* _Entries provided_
════════

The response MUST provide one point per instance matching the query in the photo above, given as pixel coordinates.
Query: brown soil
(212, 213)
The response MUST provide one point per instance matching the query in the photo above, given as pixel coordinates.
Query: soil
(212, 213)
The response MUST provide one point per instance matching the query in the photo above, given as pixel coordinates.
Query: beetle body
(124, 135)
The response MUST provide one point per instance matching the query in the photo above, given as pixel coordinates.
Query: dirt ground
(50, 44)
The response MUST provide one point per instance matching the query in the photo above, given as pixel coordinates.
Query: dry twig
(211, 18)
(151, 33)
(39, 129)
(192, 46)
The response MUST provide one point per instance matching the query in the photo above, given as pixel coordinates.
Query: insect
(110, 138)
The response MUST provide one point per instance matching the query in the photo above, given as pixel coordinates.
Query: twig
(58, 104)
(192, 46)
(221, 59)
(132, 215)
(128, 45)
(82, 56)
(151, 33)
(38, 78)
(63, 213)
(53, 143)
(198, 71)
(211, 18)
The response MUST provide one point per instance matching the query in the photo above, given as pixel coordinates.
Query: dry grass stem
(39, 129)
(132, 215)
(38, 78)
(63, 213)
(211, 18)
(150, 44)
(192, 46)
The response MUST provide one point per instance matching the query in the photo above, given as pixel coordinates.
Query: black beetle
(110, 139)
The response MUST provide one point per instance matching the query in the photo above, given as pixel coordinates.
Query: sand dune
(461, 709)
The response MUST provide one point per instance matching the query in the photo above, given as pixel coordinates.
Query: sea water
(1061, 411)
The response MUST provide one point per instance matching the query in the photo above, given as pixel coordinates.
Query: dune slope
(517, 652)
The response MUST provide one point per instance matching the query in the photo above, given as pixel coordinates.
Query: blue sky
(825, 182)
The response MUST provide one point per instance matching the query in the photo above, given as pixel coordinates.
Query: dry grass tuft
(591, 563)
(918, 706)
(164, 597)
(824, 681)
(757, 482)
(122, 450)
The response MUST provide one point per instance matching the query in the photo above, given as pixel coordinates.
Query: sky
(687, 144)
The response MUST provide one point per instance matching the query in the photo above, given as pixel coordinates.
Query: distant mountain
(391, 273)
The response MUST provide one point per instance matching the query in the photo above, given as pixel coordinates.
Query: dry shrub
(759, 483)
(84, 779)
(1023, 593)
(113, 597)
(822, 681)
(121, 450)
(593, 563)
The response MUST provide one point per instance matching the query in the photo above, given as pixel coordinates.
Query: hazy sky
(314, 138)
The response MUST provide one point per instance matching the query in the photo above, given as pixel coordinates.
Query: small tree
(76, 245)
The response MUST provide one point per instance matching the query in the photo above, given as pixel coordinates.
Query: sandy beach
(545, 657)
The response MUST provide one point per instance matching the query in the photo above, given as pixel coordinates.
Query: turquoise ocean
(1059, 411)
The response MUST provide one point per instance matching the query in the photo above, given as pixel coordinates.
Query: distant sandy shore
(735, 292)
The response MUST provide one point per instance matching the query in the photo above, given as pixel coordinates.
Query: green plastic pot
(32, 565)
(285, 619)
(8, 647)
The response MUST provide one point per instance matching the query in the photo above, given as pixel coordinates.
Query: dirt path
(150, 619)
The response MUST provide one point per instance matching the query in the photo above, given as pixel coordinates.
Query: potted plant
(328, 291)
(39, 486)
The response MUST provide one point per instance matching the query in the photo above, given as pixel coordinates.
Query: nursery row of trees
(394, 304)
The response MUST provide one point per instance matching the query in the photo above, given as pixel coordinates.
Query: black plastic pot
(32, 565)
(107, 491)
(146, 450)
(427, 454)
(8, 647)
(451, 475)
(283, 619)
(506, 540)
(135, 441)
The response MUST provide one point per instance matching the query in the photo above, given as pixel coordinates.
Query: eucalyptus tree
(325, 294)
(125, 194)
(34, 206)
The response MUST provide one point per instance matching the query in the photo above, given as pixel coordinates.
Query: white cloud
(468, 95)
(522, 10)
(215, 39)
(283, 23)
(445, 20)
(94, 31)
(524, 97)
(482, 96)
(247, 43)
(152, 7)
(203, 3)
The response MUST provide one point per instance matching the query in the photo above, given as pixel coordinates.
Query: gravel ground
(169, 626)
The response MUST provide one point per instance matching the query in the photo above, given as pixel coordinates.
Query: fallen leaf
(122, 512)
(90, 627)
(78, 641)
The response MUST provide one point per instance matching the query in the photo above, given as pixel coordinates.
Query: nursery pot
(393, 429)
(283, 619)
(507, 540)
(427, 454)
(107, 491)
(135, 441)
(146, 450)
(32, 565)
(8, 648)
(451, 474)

════════

* _What is needed_
Copy out each record, keeping every word as it is.

* _Answer_
The response MUST provide one point per instance matching the query in the photo above, given as pixel coordinates.
Query: brown soil
(212, 213)
The response MUST provide one point per instance matching the query in the photo above, given as pixel coordinates.
Query: soil
(212, 213)
The response MUST provide one point per instance matching the query in the photo above, given as pixel coordinates.
Query: beetle body
(124, 135)
The response MUST provide one point per instance matching the query in the photo above, given as pixel coordinates.
Query: dirt ground
(50, 44)
The response MUST provide one point per instance matching the query in the photo above, given as pixel coordinates.
Query: dry twig
(211, 18)
(151, 33)
(39, 129)
(192, 46)
The response MUST provide one point per instance matching the query in the photo above, given as pixel coordinates.
Query: insect
(110, 138)
The response MUST provide one point per instance matching the query in the photo above, given as pixel coordinates.
Query: twig
(58, 104)
(192, 46)
(221, 59)
(132, 215)
(128, 45)
(82, 56)
(151, 33)
(38, 78)
(63, 213)
(53, 143)
(198, 71)
(211, 18)
The response MUST provide one point per instance matching the query in the photo above, given as pixel coordinates.
Query: dry grass stem
(39, 129)
(132, 215)
(38, 78)
(63, 213)
(211, 18)
(150, 44)
(192, 46)
The response MUST provide one point per instance matching the query in the photo above, given as pixel coordinates.
Query: black beetle
(110, 139)
The response MUST provide one point per instance matching the query in the photo above, given as pixel coordinates.
Query: sand dune
(461, 709)
The response MUST provide one point per instance matching the query in the photo above, given as pixel coordinates.
Query: sea water
(1061, 411)
The response MUST provide one point per instance matching the query in the photo above, given as pixel coordinates.
Query: dune slope
(517, 652)
The response MUST provide one point per instance matching the query in the photo above, given as pixel coordinates.
Query: blue sky
(825, 182)
The response MUST provide one point per instance matching the query in the photo above, given as pixel coordinates.
Query: dry grass tuft
(591, 563)
(918, 706)
(164, 597)
(824, 681)
(757, 482)
(122, 450)
The response MUST provide one point per instance matching the query in the photo above, given as pixel coordinates.
Query: sky
(687, 144)
The response MUST provide one point per instance matching the query in the photo above, given as pixel coordinates.
Query: distant mountain
(391, 273)
The response MUST provide one point per instance matching the query in the photo above, given as pixel coordinates.
Query: dry shrub
(759, 483)
(84, 779)
(1023, 593)
(113, 597)
(822, 681)
(121, 450)
(593, 563)
The response MUST provide one point per instance matching the query in the photo above, given as pixel coordinates.
Query: hazy sky
(314, 138)
The response MUST provide one point per instance matching the query in the photo above, given as pixel coordinates.
Query: small tree
(76, 245)
The response MUST provide one point per instance matching the query in the photo above, given as pixel coordinates.
Query: sandy beach
(545, 657)
The response MUST provide one point per instance matching the query in the photo above, given as pixel coordinates.
Query: turquoise ocean
(1059, 411)
The response MUST provide one point per instance matching the query in the photo above, given as pixel coordinates.
Query: distant sandy shore
(735, 292)
The response MUST provide one point per instance matching the query in the photo above, given as pixel coordinates.
Query: green plastic pot
(32, 565)
(285, 619)
(8, 647)
The response MUST provide one point per instance matching the query in the photo above, given as pixel coordinates.
Query: dirt path
(150, 619)
The response MUST provide one point per instance matching the query in the photo above, given as pixel coordinates.
Query: potted plant
(328, 291)
(39, 486)
The response MUST provide one point per instance matching the query in the photo above, given as pixel coordinates.
Query: nursery row of trees
(394, 304)
The response MUST provide one point per instance matching the query in the photo above, given as pixel coordinates.
Query: black plastic pot
(32, 565)
(107, 491)
(146, 450)
(427, 454)
(8, 647)
(451, 475)
(283, 619)
(506, 540)
(135, 441)
The response MUST provide one point per instance matching the query in the photo above, given as pixel coordinates.
Query: eucalyptus tree
(325, 294)
(125, 194)
(34, 206)
The response MUST provide one point per instance matching the query in the photo above, given as pixel coordinates.
Query: white cloud
(468, 95)
(522, 10)
(215, 39)
(283, 23)
(445, 20)
(94, 31)
(524, 97)
(482, 96)
(247, 43)
(152, 7)
(203, 3)
The response MUST provide one point per instance matching the query in the photo above, given as pixel coordinates.
Query: gravel ground
(169, 626)
The response MUST provide one point per instance matching the query in the photo above, given as pixel coordinates.
Query: fallen leaf
(122, 512)
(90, 627)
(78, 641)
The response MUST provide one point per instance matching the query in the photo above, given as pixel coordinates.
Query: nursery pot
(393, 429)
(283, 619)
(507, 540)
(427, 454)
(107, 491)
(135, 441)
(146, 450)
(32, 565)
(8, 648)
(451, 474)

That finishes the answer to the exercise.